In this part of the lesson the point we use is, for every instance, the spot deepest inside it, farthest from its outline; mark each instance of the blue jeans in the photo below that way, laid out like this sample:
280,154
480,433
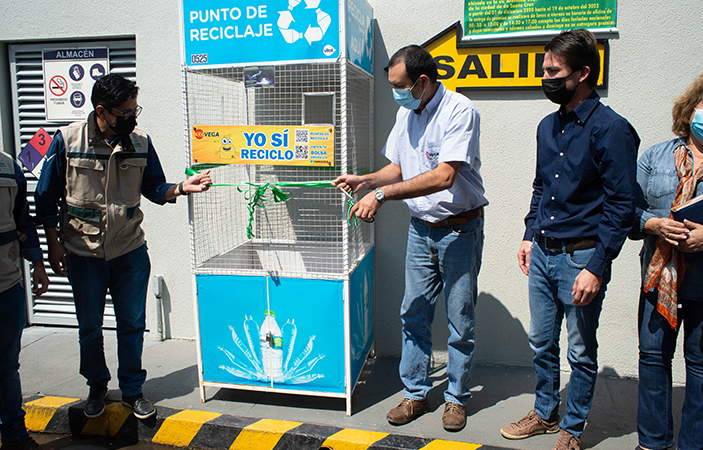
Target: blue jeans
449,258
655,423
552,276
127,277
13,312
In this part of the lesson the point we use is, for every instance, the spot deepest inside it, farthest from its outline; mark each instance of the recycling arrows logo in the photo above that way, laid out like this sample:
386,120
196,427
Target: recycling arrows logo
313,33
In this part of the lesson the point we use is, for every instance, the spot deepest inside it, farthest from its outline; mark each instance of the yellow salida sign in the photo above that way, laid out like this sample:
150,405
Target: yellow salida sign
464,65
272,145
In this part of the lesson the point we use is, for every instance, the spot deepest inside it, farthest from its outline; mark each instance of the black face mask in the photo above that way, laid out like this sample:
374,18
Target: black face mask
123,126
555,90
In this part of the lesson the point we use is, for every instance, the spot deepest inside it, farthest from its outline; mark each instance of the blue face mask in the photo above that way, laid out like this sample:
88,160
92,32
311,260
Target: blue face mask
697,125
404,97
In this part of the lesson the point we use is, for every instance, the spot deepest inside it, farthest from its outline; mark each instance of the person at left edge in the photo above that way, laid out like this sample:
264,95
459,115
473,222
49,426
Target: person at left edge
17,236
87,200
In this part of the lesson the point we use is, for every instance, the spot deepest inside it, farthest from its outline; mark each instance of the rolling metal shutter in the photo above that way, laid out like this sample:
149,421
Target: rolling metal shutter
56,306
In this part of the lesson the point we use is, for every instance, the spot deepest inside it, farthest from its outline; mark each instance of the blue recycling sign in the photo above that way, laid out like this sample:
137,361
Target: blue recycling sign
218,34
359,27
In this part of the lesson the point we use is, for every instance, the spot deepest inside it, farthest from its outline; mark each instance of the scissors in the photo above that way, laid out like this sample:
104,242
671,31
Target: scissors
352,201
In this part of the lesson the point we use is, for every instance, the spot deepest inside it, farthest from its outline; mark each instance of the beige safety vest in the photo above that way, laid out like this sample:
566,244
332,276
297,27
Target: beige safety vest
10,273
101,217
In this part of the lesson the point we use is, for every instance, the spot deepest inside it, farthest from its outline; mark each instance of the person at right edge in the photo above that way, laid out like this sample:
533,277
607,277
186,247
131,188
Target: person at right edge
668,174
581,211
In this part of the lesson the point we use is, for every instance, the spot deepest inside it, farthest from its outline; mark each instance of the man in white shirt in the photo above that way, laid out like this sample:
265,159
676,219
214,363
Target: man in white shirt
434,168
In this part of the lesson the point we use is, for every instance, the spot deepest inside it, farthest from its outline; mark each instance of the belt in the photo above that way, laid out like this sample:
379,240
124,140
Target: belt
566,245
457,219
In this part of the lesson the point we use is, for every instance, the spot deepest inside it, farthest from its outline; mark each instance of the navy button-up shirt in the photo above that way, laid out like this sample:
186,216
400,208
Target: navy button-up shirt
585,178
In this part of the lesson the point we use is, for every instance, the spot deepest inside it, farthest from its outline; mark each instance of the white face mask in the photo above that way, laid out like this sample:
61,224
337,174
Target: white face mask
404,97
697,125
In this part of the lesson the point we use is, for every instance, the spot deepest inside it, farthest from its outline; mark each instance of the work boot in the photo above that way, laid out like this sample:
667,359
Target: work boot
567,441
407,411
530,425
141,407
95,405
26,443
454,417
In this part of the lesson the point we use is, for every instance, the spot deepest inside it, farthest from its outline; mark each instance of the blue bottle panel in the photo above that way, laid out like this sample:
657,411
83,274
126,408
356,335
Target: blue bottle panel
361,305
308,315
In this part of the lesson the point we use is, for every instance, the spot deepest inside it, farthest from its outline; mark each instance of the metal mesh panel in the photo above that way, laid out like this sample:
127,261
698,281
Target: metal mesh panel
308,235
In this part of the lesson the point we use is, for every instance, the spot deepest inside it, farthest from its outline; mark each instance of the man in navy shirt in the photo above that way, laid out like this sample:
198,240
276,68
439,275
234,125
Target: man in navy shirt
582,208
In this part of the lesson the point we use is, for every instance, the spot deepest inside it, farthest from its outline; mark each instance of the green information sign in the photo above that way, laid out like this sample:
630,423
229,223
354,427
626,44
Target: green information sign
497,17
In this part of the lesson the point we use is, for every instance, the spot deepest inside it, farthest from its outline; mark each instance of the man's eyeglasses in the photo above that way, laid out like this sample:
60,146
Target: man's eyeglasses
128,114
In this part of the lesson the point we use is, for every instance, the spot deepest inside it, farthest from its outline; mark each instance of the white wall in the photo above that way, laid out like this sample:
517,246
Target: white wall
653,60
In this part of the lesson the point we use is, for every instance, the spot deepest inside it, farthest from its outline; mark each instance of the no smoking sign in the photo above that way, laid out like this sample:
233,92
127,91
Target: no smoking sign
58,85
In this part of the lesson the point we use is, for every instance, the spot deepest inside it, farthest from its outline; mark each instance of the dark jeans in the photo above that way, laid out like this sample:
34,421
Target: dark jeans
12,320
655,424
127,277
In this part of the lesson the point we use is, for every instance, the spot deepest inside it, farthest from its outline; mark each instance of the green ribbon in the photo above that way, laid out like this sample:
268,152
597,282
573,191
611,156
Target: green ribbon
255,195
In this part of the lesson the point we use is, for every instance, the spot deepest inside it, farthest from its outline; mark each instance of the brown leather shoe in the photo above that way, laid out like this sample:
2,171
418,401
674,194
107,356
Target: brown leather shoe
407,411
530,425
454,417
567,441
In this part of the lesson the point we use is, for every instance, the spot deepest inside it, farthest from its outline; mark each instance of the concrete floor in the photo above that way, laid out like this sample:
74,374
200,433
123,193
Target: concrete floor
49,366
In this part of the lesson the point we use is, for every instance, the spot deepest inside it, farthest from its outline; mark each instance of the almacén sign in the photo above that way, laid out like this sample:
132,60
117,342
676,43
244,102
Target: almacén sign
273,145
467,66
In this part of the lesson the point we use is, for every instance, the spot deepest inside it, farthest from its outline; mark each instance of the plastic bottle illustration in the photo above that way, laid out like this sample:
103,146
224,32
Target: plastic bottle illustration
271,344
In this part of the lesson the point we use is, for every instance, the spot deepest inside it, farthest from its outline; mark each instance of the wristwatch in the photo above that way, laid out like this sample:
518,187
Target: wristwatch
380,196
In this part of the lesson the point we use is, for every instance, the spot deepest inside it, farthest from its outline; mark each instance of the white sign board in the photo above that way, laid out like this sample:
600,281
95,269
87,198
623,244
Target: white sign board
69,75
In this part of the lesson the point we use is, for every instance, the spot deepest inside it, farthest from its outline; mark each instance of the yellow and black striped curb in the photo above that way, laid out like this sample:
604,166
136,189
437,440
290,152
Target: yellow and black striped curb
210,430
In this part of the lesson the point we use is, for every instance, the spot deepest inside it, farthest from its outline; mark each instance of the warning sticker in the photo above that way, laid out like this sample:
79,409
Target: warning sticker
69,85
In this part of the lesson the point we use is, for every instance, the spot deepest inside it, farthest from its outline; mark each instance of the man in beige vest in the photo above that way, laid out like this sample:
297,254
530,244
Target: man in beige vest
88,196
17,235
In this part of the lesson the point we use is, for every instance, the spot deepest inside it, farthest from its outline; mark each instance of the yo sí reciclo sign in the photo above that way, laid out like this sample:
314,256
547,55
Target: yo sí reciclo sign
218,33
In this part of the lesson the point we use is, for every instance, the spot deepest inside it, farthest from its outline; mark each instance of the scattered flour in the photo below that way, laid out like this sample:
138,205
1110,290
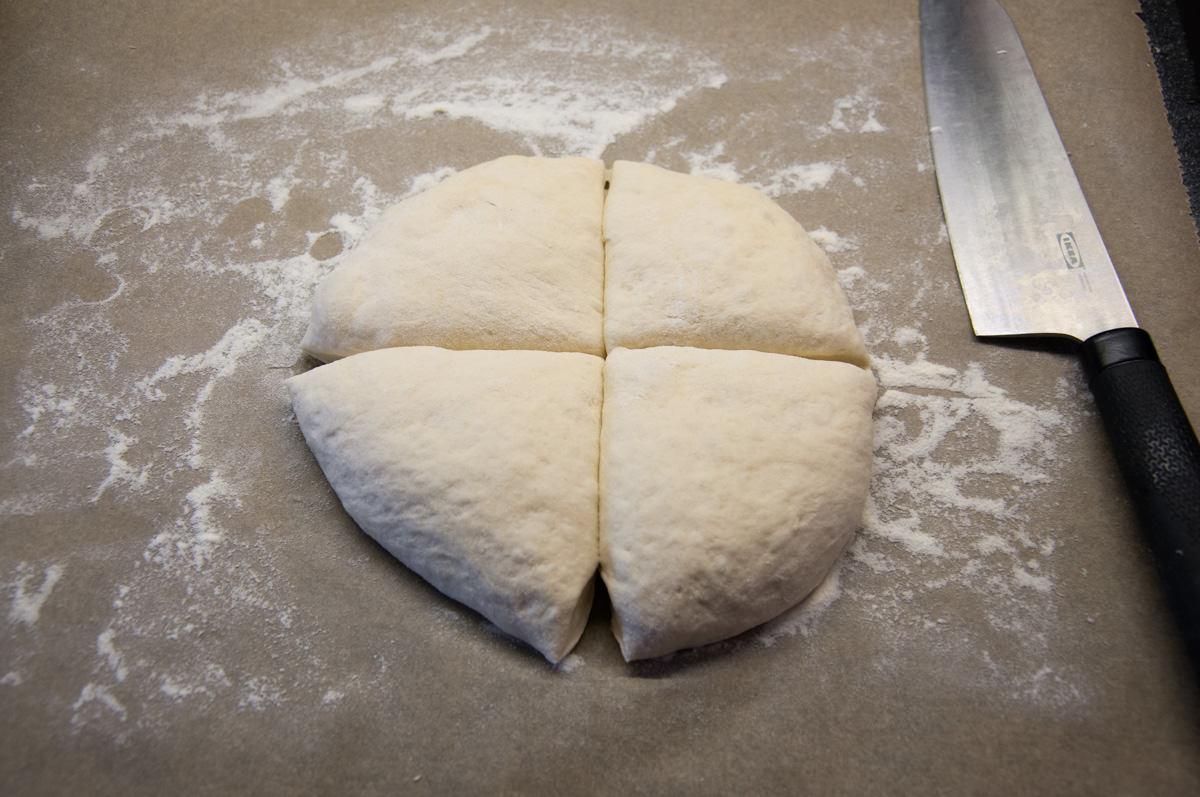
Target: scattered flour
27,605
121,419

__________

# [Requirement]
Copy out every item above word for word, omitting the pictures.

# [Written solution]
In this part of the lesson the point we use is, for every instance, the spot deepest inside it, farthest from its outline; mark each instance of the blue jeans in the photo below that way, laid out like this sample:
280,154
480,433
Target: blue jeans
449,258
655,423
552,276
127,277
13,312
In this part of the lesson the point we use is, for every instance, the spot deepest inside it, farthest from its outline; mark each instance of the recycling arrows logo in the photo above that way, laid out like this sample:
386,120
196,427
Target: recycling arrows logo
313,33
In this part of the lesson the point we use is, for every instance, the spot deepest inside it, farthest from its outline; mark each instance of the yellow salida sign in the photo above that way, laid out like this sample:
150,405
Target: yellow salida sign
464,65
272,145
In this part of the lesson the point we use is, for every instance, the spot deepest inside it, farthest from its outline; mark each instance of the black face mask in the photo above that way, laid out like this sample:
374,18
Target: black face mask
123,126
555,90
In this part of the lesson the point we use is, for every instance, the spot deepest inside it, farthest from its outline; mark each instance of the blue face mask in the photo above that way, laid out like this sample:
88,160
92,32
311,260
Target: blue face mask
697,125
404,97
In this part of the lesson the point we use is, for every instance, the spot deepest inside it, farthest from its outline; mark each instance of the person at left edge in the photo above that way, laid out like this sample:
264,95
459,115
473,222
49,426
Target: person at left edge
17,236
87,200
In this part of the lesson the point we use is, for every instance, the spot deepest inside it, farthest from its outline; mark each instance of the rolling metal shutter in the photo above that way, laid out like this sample:
149,421
Target: rolling metal shutter
56,306
In this part of the lesson the point we use is, for every instance, the spot deepest inside it, farthest from its outline; mark each instance of the blue recycling sign in the photo above that way, laid out like this sample:
137,361
Target: blue recycling sign
218,34
359,27
In this part of the lesson the point we use is, for every instance, the spot deepest inside it, farthest from its outline; mark each instance of the scissors in the photo above that way, laid out like this sample:
104,242
671,31
Target: scissors
352,201
In this part of the lesson the point we use is, for every instance, the spot deepest inside it, farthest from its outline; mark each instance of the beige safety vest in the photo above that way, laid out like this sample:
566,244
332,276
297,27
Target: beige safety vest
10,273
101,217
In this part of the lesson the point we use is, for every instance, the spot deepest inside it, farthest from its outline; mark each instance of the person at right edge in the photo above that way, laid out like this sample:
533,277
607,277
186,247
131,188
Target: person at right edge
668,174
581,211
In this part of the lesson the point we use is, for every instance, the spot deepest inside it, farthest from its outline; mark each instance of the man in white shirt in the photo above that way, laid out like this sample:
265,159
676,219
214,363
Target: man in white shirt
434,168
In this part of the lesson the point we use is, for every instance, the spot deepest inside it, farthest from its outline; mark each instance of the belt in the photo above that way, laid out like this sample:
379,240
124,140
Target: belt
566,245
457,219
In this part of the lesson the point we use is, for every instance, the spot deepest inside it, farthest from its outline; mark each instance of the navy button-up shirt in the photo above that way, laid out like this sample:
186,216
400,208
Target: navy button-up shirt
585,178
In this part of the lesson the point we use is, for every instance, the spot deepest inside it, farthest from its outline; mark each instance of the white face mask in the photo above that way, laid out like this sample:
61,224
337,174
Target: white face mask
404,97
697,125
In this part of the lesson the point we use is, for every instance, the spot deepest inside it, farthest from its outline; mark each instance of the work boot in the photo above that way, laid out like this sample:
667,359
Target: work boot
567,441
407,411
530,425
141,407
95,405
26,443
454,417
In this part of the lesson the point we use is, for every instance, the spot deepest inside it, farthest from its outline; mark each instance of the blue bottle panel in the photo above that way, laid out like this sample:
657,411
83,274
126,408
356,335
Target: blue bottle panel
361,305
308,315
In this part of the lesson the point we use is, for every instance, the spot deepest inside it, farthest from its outline; mark each instance of the metal mesh panel in the photo above that way, laid out like this sample:
127,261
698,281
Target: metal mesh panel
308,235
In this part of the lesson the point we use is, for every instance, the spot deepest inside it, farthest from its outline; mark each instance of the man in navy shirt in the photo above that way, laid out like this sample:
198,240
276,68
439,275
234,125
Target: man in navy shirt
582,208
In this part of the lesson the point we use is, for every instance, the spot deepest inside it, farthest from its outline; mark each instance of the green information sign in the photo above that way, laid out like this sample:
630,423
229,223
354,427
626,44
Target: green information sign
497,17
In this part of the lesson the point we use is, for every instance, the spot deepest inside it, farthest from its outline; mark each instance of the man's eyeglasses in the photo above that way, laid out like this sample:
60,146
Target: man's eyeglasses
128,114
In this part of the lesson the point we use is, for every instance, the spot deepest inside it, farthest from its outline; mark each instance of the white wall in the photo above that way, laid out like this sample:
517,246
Target: white wall
653,60
In this part of the lesson the point we use is, for every instance, the spot deepest inside it, farthest from its outline; mark each instance of the no smoking sign in the photo above that way, laid out like this sample:
233,92
127,91
Target: no smoking sign
58,85
In this part of the lesson the point we use is, for every instance, the spot deepest inside it, farthest from its outline; mark each instance of the dark jeans in the photo above that way, laid out like this sample:
34,421
Target: dark jeans
12,320
655,424
127,277
In this part of the lesson the point we use is, for every instance, the spot deepest inside it, farthest from its outline; mark each instance of the green ribbon in the photo above that way, laid out like this sample:
268,152
597,282
573,191
611,156
Target: green ribbon
255,195
In this part of the lesson the point we use is, for every instance, the spot deepest inside it, farthest from its outline; mark each instance of the brown leather shoe in the photo above that way, laid out like this sample:
2,171
418,401
674,194
107,356
Target: brown leather shoe
407,411
530,425
454,417
567,441
In this part of the lesson the point we use is, for every instance, the spot deepest inside it, farthest from its outline; mark each instance of the concrete floor in the photo above that way, laid out like this sample:
74,374
200,433
123,193
Target: concrete floor
49,366
In this part of the lesson the point we use is, for every instance, the spot deepest inside it, farthest from its outline; mark each instance of the almacén sign in the photo above that way, laid out like this sample:
132,60
117,342
676,43
244,102
Target: almacén sign
273,145
467,66
In this part of the lesson the point we use is, for every instance, the spot deepest inside it, farthest from its outline; mark each instance of the plastic bottle illustration in the photo above that way, laid out like this sample:
103,146
224,32
Target: plastic bottle illustration
271,344
In this part of the lesson the point we use is, for every instance, the spot deepest inside it, farthest from its outline; mark each instance of the wristwatch in the photo above that way, laid out like this sample:
518,187
Target: wristwatch
380,196
In this part of the lesson the point we use is, for every instance, the spot deepest inside it, farthest from its outline; mark each instance of the white sign board in the photo above that way, laid out like this sample:
600,281
95,269
87,198
623,244
Target: white sign board
69,75
In this part of the lesson the point we use is, for every instance, the spot deepest inside it, farthest from its outline; mark each instance of the yellow and black striped curb in the photo above that way, laid out like this sample:
604,166
136,189
437,440
290,152
Target: yellow and black striped curb
210,430
In this part of the lesson the point we use is, for every instance, the spot deepest inside it, farthest from its outline; mark each instance of the warning sticker in the photo above that way, laid out like this sample:
79,409
Target: warning sticker
69,85
In this part of the lesson the point we use is, for every instance, the spot deepest inside it, farthest from its outline; mark each instance of the man in beige vest in the photo above that way, laid out like this sample:
297,254
530,244
Target: man in beige vest
88,196
17,235
In this part of the lesson the point we use is, for every instance, the spot deepest inside it, farthest from its outline; mark each instance of the yo sí reciclo sign in the photo above that way, laid out like this sample:
314,256
547,55
Target: yo sí reciclo sign
218,33
In this part of the lesson the point we use is, for every instance, the spot deepest inside it, farthest from its outline; mark each instance of the scattered flour in the photo below that way, laid out like this sample:
138,205
1110,290
Target: scattered flour
27,605
121,419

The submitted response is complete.